### Texto de leitura
+++
Críticos.com.br– E quando você faz a pesquisa e descobre os personagens? Como é que você tem a garantia de que o que eles falaram na pesquisa vai ser reproduzido na hora em que a câmera estiver ligada?

EDUARDO COUTINHO – A pesquisa geralmente não é usável, é filmada sem preocupação técnica. Eu quero ainda fazer um filme que não tenha pesquisa nenhuma, fazer um filme que a pesquisa seja o filme. Mas aí tem o problema do dinheiro, porque eu tenho que lidar com uma equipe meio não profissional e daí são três meses, sei lá. Então a pesquisa tem o lado irritante e ao mesmo tempo indispensável para economia do filme. Para ter uma noção do que você vai encontrar. Na pesquisa tem coisas que acontecem maravilhosamente e na filmagem não acontece. Na maioria dos casos dá para conseguir na filmagem mais do que na pesquisa. Pelo fato que eu te falei, quando você chega com sete pessoas ao invés de duas, a pessoa já sente que hoje é jogo, não é treino.



Críticos.com.br– Mas talvez não traga uma inibição maior?

EDUARDO COUTINHO – Não, pelo seguinte: o que é essencial é que eu não conheço a pessoa, então a equipe vai lá, a pesquisa é importante para conversar com o personagem, pra saber extrair algumas coisas importantes, o melhor dela. Não é tanto tempo, filma de 10 a 15 minutos. O mais essencial da pesquisa é que dá o aval, e quando essa pesquisadora volta comigo na filmagem a pessoa conhece a pesquisadora, já sabe que é uma pessoa do bem, e por tabela eu seria uma pessoa do bem. Essa é a primeira coisa. A segunda coisa é que como ela falou uma coisa na pesquisa para o pesquisador, ela absolutamente não relaciona que eu tenha visto a pesquisa, então ela vai dizer para mim essa coisa pela primeira vez. Quando eu filmava em outros lugares eu via muito, no Globo Repórter, por exemplo, que tem gente que fala assim em televisão. Conversa com a pessoa e depois faz a entrevista e pega o melhor dela e, às vezes, o cara nem entende porque tem que repetir. Filmando ou não filmando tem que repetir, uma coisa absurda. Quando ele diz para mim ele diz pela primeira vez, isso é a possibilidade de que, um ano depois o espectador sinta que aquela coisa foi dita pela primeira vez. Isso daí é um risco, mas é uma verdade, eu preciso acreditar nisso. De forma que quando ele fala para mim aquilo, não só é a primeira vez que ele me diz. Sempre tem a surpresa, porque ele nunca vai dizer igual à pesquisa. E mais que isso, eu tenho que ter a sensação, que pode ser falsa, não importa, de que o que ele falar ali é irrepetível, que ele nunca disse aquilo e nunca vai dizer de novo.
+++
### Dados fornecidos
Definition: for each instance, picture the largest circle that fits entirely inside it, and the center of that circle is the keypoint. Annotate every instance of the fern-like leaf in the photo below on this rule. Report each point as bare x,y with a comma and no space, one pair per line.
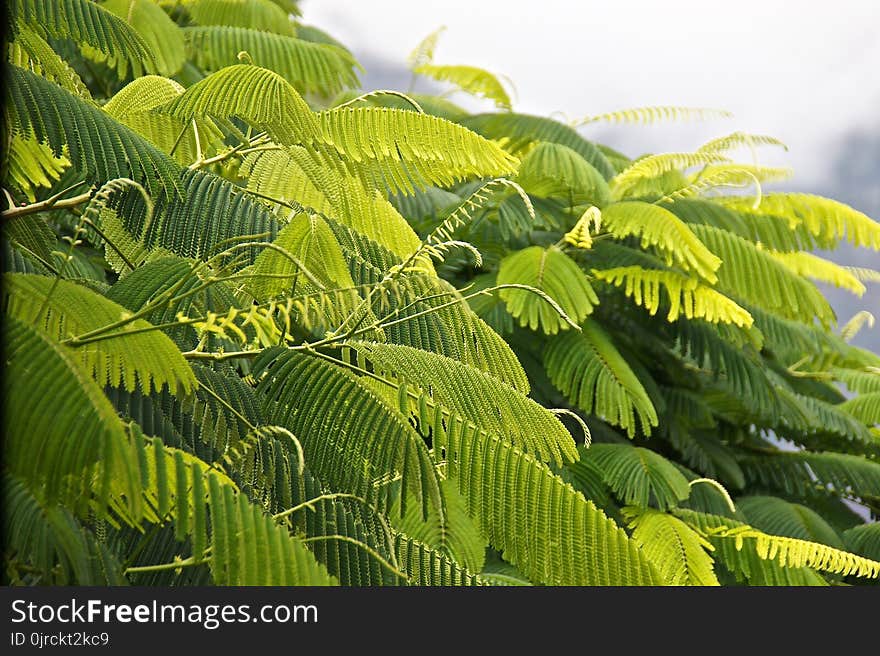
98,147
551,271
264,15
50,398
788,552
540,523
30,51
158,31
592,374
480,398
779,517
254,94
89,24
552,169
686,295
453,535
676,549
396,148
648,115
470,79
66,310
865,408
663,230
829,221
639,476
654,166
817,268
309,67
352,439
519,132
777,289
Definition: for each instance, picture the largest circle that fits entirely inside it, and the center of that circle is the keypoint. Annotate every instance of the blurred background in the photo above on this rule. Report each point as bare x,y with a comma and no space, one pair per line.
804,72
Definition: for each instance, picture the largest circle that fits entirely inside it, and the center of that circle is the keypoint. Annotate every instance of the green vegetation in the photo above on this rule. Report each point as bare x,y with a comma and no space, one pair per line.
264,328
+++
### Exercícios propostos
1) Reúna todas as linhas da listagem em que aparece a palavra "above".
2) Prolongue a entrevista sobre a pesquisa no cinema documentário, escrevendo a continuação a partir da última fala apresentada.
A listagem não guarda nenhuma relação com a entrevista.

### Gabarito
1)
Definition: for each instance, picture the largest circle that fits entirely inside it, and the center of that circle is the keypoint. Annotate every instance of the blurred background in the photo above on this rule. Report each point as bare x,y with a comma and no space, one pair per line.
Definition: for each instance, picture the largest circle that fits entirely inside it, and the center of that circle is the keypoint. Annotate every instance of the green vegetation in the photo above on this rule. Report each point as bare x,y with a comma and no space, one pair per line.

2)
Críticos.com.br– Você falou que tem esse lado entrevistador, enfim, de psicanalista. Quando você passa de novo o filme para essas pessoas que você entrevistou, elas fazem uma auto-reflexão? É por isso que você passa o filme para elas?

EDUARDO COUTINHO – Não. Eu faço isso por uma questão ética. No caso de Santo Forte, eu convidei todos. A gente convida três, quatro vezes. Por exemplo, a Carla, que se expunha lá, dizia que apanhava do Santo e tal, ela foi ver com a mãe e não tinha queixas, entende? O Braulino, que é um negro que canta no Santo Forte, viu 200 sessões, se levantava e ficava na sala de espera para ser cumprimentado (risos). É o negócio do ego. Então tem reações desse tipo.



Críticos.com.br– No final a pessoas não comentam, não fazem um debate?

EDUARDO COUTINHO – Não têm o menor interesse em fazer, porque não muda nada, o filme documentário não muda a vida das pessoas. O que eu tento fazer é com que não mude para pior. Para melhor é difícil...seria esse caso do prédio, de fazer uma antropóloga, socióloga, ver e falar o que pode mudar na vida do prédio. Até hoje nada mudou no sentido negativo. Quando o filme estrear pode mudar alguma coisa.



Críticos.com.br– Mesmo aparecendo no Fantástico?

EDUARDO COUTINHO – Não, isso deixou o síndico furioso, porque é claro que o Fantástico pegou as coisas mais escandalosas. Eu não gostei, mas isso é televisão e ela vai naquilo mesmo. Mas então eu não sei o quanto muda a vida da pessoa e tal.



Críticos.com.br– O modo como as pessoas dizem as coisas é mais importante do que o que elas estão dizendo propriamente?

EDUARDO COUTINHO – É tão ou mais importante.



Críticos.com.br- Como é que correm esses dois textos?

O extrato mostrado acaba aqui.